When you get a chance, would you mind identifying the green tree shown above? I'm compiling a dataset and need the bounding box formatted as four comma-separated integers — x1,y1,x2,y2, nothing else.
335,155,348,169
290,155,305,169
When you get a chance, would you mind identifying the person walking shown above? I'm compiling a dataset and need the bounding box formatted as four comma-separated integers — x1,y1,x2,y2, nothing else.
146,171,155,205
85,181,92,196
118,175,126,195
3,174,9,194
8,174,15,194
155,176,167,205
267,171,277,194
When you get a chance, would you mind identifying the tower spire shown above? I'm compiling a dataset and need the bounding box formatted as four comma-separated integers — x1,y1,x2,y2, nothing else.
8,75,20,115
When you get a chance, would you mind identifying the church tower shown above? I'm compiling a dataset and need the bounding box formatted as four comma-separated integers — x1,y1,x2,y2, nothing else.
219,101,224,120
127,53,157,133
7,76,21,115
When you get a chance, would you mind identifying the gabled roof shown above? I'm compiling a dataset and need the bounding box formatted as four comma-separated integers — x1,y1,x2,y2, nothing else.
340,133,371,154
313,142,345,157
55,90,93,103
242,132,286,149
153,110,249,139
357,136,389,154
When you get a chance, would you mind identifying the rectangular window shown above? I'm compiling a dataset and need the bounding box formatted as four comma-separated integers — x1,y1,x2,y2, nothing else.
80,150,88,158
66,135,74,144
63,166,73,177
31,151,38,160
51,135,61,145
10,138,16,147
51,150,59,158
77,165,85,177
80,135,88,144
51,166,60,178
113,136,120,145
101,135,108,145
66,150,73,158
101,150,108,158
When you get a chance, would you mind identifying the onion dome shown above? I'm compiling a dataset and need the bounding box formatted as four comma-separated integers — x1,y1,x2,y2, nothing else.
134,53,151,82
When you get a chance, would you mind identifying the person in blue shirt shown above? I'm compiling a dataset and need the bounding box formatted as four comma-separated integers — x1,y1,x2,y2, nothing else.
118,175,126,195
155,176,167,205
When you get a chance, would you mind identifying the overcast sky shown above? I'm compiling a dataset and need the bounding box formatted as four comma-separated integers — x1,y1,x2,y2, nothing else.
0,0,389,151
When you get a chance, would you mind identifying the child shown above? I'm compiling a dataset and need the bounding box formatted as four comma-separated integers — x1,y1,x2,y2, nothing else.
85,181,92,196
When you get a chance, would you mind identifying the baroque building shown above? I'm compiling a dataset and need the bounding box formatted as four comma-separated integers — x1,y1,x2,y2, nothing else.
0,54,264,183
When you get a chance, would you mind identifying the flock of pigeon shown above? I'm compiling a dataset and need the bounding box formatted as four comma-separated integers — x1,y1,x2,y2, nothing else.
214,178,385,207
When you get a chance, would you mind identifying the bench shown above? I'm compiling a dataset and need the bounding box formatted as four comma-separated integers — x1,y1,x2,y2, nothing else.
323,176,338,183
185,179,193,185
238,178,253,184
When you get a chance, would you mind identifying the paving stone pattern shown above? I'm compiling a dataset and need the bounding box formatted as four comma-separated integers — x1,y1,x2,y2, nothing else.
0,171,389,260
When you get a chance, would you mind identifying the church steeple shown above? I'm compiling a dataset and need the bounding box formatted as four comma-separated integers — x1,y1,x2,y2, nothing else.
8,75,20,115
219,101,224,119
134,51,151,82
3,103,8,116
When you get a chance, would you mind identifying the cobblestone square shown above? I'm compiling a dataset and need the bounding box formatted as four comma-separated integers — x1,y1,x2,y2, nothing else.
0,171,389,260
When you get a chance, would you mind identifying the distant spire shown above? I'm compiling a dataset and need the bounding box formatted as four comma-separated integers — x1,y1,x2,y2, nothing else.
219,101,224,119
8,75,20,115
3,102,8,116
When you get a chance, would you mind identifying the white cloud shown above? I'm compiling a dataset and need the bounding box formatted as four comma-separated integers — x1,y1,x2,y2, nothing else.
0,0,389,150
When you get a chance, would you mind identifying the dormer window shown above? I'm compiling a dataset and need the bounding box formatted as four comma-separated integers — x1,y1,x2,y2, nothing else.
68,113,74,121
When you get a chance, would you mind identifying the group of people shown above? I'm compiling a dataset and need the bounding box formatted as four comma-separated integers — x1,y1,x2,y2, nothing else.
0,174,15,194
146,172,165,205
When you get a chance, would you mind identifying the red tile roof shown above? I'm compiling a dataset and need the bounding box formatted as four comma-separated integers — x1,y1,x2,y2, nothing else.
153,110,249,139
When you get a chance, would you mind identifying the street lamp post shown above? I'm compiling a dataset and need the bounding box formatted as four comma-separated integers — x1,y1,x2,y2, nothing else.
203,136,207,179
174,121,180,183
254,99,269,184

...

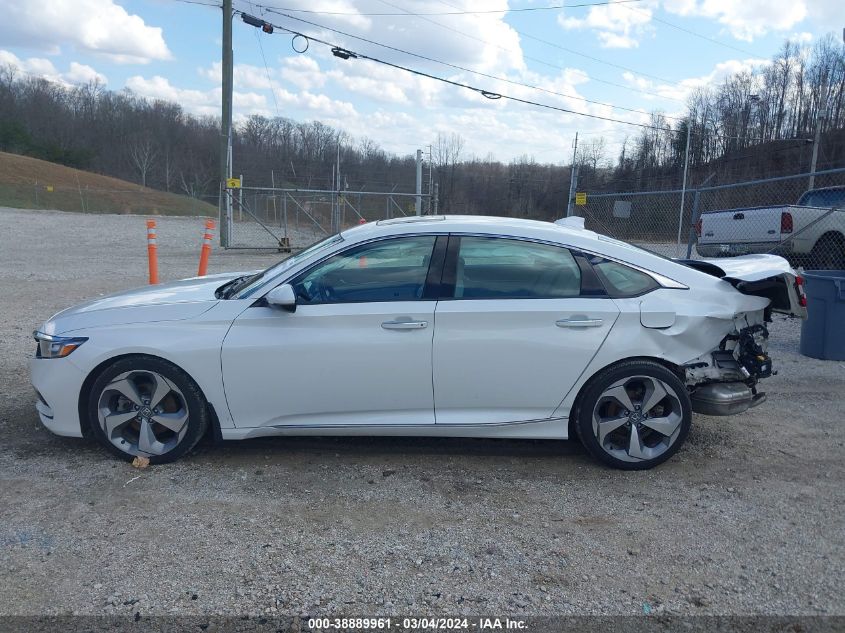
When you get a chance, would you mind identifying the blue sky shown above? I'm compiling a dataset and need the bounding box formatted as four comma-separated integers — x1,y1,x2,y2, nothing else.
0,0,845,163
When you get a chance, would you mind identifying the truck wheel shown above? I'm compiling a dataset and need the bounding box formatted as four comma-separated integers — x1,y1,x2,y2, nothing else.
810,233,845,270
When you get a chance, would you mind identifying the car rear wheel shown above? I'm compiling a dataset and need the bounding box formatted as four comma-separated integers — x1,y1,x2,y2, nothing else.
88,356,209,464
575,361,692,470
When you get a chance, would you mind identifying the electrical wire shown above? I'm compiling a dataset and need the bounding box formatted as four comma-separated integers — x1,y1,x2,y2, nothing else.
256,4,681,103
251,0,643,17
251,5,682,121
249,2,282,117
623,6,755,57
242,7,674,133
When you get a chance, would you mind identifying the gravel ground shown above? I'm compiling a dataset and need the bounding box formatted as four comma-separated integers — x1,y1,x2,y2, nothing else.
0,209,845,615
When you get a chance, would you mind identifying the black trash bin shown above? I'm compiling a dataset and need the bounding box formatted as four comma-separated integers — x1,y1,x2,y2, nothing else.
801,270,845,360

--

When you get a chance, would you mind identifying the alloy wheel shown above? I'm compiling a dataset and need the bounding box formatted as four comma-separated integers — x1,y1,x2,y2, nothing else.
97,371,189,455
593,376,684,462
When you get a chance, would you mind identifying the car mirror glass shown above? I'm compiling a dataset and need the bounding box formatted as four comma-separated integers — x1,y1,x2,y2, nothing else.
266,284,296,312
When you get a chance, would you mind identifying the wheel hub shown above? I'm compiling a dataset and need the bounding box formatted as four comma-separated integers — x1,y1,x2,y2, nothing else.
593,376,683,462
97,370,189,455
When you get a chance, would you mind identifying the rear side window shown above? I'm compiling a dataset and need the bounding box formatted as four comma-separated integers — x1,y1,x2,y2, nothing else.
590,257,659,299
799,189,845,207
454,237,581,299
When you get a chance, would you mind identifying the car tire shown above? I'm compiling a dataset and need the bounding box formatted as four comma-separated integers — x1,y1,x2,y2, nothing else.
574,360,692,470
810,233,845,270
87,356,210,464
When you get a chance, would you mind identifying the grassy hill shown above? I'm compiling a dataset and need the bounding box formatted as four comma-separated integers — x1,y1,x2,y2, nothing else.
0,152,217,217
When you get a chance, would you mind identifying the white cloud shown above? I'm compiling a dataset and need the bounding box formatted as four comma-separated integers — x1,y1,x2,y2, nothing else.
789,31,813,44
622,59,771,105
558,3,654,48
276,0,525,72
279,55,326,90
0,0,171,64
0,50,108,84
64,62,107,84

What is needed:
Turn the rows from the line with "identifying the rectangular" to the line with "0,54,264,183" into a numbered list, including both of those lines and skipping any blank lines.

Result for this exercise:
1. When you get a chance, would you mind identifying the rectangular window shown above? I'm compiling a dataset and need the bounding box formatted as four comma-separated integers — x1,y1,x2,y2, nothing else.
2. 80,150,88,158
3. 66,135,74,144
4. 63,166,73,177
5. 31,151,38,160
6. 51,135,61,145
7. 10,138,16,147
8. 51,150,59,158
9. 77,165,85,177
10. 80,135,88,144
11. 51,166,60,178
12. 113,136,120,145
13. 101,135,108,145
14. 66,150,73,158
15. 101,150,108,158
16. When you get a chance, would you mind identifying the onion dome shown above? I'm compiling a dataset and need the bounding box formatted as four comma-separated integers — x1,y1,x2,y2, nothing else.
17. 134,53,151,82
18. When you get a chance, would you mind identifying the person in blue shirt shown above? I'm compiling a dataset and need the bounding box formatted as four comma-separated integers — x1,y1,x2,y2, nothing else.
19. 118,175,126,195
20. 155,176,167,205
21. When you get a chance, would you mind identifying the overcast sky shown above? I'm compiling a dataset and need the bounding box formatted as four comma-separated integers — x1,y1,x2,y2, nothing else.
22. 0,0,389,151
23. When you get a chance, would you mind identifying the child shown above? I'm compiling a dataset and need the bounding box formatted as four comma-separated integers — x1,y1,x2,y2, nothing else.
24. 85,181,92,196
25. When you get a chance, would you mind identifying the baroque building shown above? I'm compiling a dataset and need the bounding box formatted as four comma-separated integers — x1,y1,x2,y2, nothing else.
26. 0,54,264,183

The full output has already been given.